• [Exercise goal] Return the listing word for word, as given.

• [Data supplied]
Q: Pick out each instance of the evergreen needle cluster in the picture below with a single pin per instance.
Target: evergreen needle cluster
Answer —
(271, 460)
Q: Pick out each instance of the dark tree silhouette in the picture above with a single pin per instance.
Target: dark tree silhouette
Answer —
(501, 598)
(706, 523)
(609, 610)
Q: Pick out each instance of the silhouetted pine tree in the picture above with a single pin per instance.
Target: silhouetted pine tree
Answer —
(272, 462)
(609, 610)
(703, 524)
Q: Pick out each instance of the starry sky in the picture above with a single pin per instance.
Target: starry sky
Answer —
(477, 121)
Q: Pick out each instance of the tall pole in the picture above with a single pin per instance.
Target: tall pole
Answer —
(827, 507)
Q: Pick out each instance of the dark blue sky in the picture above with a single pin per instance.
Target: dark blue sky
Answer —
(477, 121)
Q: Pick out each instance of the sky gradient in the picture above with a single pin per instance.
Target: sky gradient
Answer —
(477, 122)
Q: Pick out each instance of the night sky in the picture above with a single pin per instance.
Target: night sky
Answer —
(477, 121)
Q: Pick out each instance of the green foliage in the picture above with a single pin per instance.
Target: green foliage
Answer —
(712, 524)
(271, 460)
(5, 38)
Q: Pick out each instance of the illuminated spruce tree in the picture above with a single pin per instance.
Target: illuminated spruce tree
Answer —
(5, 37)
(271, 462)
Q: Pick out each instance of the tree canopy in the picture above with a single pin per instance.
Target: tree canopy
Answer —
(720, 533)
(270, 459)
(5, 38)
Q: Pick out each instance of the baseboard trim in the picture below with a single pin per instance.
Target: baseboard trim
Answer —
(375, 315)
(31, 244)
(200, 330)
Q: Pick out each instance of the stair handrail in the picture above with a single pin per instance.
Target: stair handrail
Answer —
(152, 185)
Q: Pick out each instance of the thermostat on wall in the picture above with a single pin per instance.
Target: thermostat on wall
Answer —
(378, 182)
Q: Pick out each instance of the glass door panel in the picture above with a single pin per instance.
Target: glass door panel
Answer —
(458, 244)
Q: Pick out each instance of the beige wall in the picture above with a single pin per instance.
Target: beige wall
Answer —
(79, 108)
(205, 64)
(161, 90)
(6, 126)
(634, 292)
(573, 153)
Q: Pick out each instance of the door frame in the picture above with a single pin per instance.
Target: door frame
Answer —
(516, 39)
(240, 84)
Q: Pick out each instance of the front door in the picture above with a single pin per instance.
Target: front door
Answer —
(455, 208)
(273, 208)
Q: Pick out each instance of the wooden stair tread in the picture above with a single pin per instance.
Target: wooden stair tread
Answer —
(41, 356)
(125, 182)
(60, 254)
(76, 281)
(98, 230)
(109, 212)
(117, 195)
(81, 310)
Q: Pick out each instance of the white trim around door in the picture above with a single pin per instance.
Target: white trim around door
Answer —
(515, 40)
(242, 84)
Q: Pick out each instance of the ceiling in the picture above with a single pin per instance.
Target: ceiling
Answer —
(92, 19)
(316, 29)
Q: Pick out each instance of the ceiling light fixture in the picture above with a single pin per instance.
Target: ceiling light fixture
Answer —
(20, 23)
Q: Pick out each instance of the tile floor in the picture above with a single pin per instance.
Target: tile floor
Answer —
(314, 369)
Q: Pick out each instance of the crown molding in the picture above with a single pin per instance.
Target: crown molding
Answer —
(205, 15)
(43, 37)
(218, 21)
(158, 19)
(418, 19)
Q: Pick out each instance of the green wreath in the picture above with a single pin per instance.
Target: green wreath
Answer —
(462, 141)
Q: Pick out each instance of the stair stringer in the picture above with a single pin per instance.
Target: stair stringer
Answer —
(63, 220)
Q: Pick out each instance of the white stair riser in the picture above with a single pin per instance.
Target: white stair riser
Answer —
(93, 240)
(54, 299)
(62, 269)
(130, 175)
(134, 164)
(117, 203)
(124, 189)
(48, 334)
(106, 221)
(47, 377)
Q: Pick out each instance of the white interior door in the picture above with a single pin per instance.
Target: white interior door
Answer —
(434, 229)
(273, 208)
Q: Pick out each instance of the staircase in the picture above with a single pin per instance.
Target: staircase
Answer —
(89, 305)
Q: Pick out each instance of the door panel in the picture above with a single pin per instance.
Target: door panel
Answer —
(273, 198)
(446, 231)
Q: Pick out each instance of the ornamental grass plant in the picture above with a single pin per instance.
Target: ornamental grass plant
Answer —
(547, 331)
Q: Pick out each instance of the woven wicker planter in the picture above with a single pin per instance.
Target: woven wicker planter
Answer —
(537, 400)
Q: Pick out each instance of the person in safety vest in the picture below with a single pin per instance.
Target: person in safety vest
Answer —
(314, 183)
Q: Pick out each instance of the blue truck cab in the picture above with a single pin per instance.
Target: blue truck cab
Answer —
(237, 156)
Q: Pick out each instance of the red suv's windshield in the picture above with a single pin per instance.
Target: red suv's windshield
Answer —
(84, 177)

• [Complete response]
Q: Pick out each instance of the evergreen needle cluster in the picture below with a single pin per instance.
Target: evergreen needle cluster
Answer —
(271, 460)
Q: Pick out each instance of the dark tree silhouette in the picture above with a single pin per instance.
Target: dark tree silhouette
Answer —
(501, 598)
(706, 523)
(609, 610)
Q: Pick out each instance of the silhouetted pine tree in the picture above with a single pin per instance.
Target: silhouetted pine tree
Answer —
(272, 462)
(609, 610)
(703, 524)
Q: Pick out each instance of the starry sky in the picture above with a single pin per instance.
Target: starry sky
Answer —
(477, 121)
Q: Pick out each instance of the tall pole in the picture above with a single pin per instance.
Target: tall pole
Answer —
(827, 507)
Q: Pick out each instance of the dark blue sky in the picture above with a single pin per instance.
Target: dark blue sky
Answer —
(477, 121)
Q: Pick out each instance of the sky gradient in the picture above with a single pin per instance.
Target: sky gradient
Answer —
(477, 122)
Q: Pick out each instance of the night sky in the picture above with a single pin per instance.
Target: night sky
Answer —
(477, 121)
Q: Pick out each instance of the green foliage in the picture above with a single pin per instance.
Target: green foliage
Answer —
(712, 524)
(271, 460)
(5, 38)
Q: Pick out each instance of the illuminated spruce tree in the picture above with a single pin per instance.
Target: illuminated spruce tree
Answer —
(5, 37)
(271, 462)
Q: Pick out each instance of the tree canopy in the picture above with a single pin per instance.
Target: tree canopy
Answer —
(720, 533)
(270, 459)
(5, 38)
Q: Pick out each instance of the baseboard trim in the picture below with a single pin per instance.
Target: baseboard trim
Answer —
(375, 315)
(31, 244)
(200, 330)
Q: Pick out each instance of the stair handrail in the picture above with a single pin per instance.
Target: stair handrail
Answer —
(152, 185)
Q: Pick out each instance of the thermostat on wall in the picture above with a single pin per instance.
Target: thermostat on wall
Answer —
(378, 182)
Q: Pick out each instance of the glass door panel in the picture above with a single pin per instance.
Target: glass door panel
Answer —
(458, 244)
Q: Pick out each instance of the beige wall in the picture above with a single pin per instance.
Target: beige wall
Answer —
(79, 108)
(205, 64)
(161, 90)
(6, 126)
(634, 292)
(573, 153)
Q: Pick out each instance of the door frame in the picture above with a single pin per instance.
Target: door frame
Answer —
(516, 39)
(240, 84)
Q: Pick out each instance of the front door in the picture above with a single pin per instance.
Target: front door
Answer —
(455, 208)
(273, 208)
Q: Pick out each instance of the wooden stair tread in the picture above with a single pin per instance.
Target: wooden stair tread
Answer —
(41, 356)
(125, 182)
(60, 254)
(76, 281)
(98, 230)
(109, 212)
(117, 195)
(81, 310)
Q: Pick out each instance of the white trim around door in the picture above with a single pin per instance.
Target: white trim around door
Answer —
(515, 40)
(242, 84)
Q: Pick out each instance of the ceiling in the picture above with a single pin per instance.
Target: ceiling
Answer —
(92, 19)
(316, 29)
Q: Pick out each instance of the ceiling light fixture in the picture above with a single pin per instance.
Target: ceiling light fixture
Answer —
(20, 23)
Q: Pick out each instance of the tile floor in the picture above with a single pin per instance.
Target: tile floor
Answer —
(314, 369)
Q: Pick out each instance of the crown molding in the picture above with a single pin per instance.
Target: crown molding
Answer —
(205, 15)
(43, 37)
(218, 21)
(158, 19)
(418, 19)
Q: Pick out each instance of the green wreath in the picture above with a single pin per instance.
Target: green wreath
Answer —
(462, 141)
Q: Pick out each instance of the stair stringer in the picture above with a single pin per instance.
Target: stair stringer
Answer —
(63, 220)
Q: Pick out each instance of the white stair riser in the picture above with a single pin per instance.
Target: white stair riser
Answer —
(93, 240)
(54, 299)
(62, 269)
(130, 175)
(134, 164)
(117, 203)
(124, 189)
(48, 334)
(106, 221)
(47, 377)
Q: Pick out each instance of the white interior door in the picture above with a single pin per instance.
Target: white interior door
Answer —
(434, 229)
(273, 208)
Q: Pick out each instance of the staircase in the picture above with a single pin per instance.
Target: staircase
Answer —
(89, 305)
Q: Pick out each instance of the door panel in the picture above with a single pin per instance.
Target: door panel
Answer —
(273, 198)
(446, 231)
Q: Pick out each instance of the ornamental grass plant in the picture above with a single pin per instance.
Target: ornamental grass plant
Answer —
(547, 331)
Q: Pick out each instance of the woven wicker planter in the picture above with a single pin per instance.
Target: woven wicker planter
Answer —
(537, 400)
Q: Pick out each instance of the person in safety vest in the picture below with a single pin per instance.
Target: person in safety vest
Answer —
(314, 183)
Q: Pick out each instance of the blue truck cab in the picture above with a single pin per instance.
Target: blue truck cab
Answer —
(237, 156)
Q: Pick out each instance of the red suv's windshield in the picture above with a single pin per instance.
Target: red suv's windshield
Answer —
(84, 177)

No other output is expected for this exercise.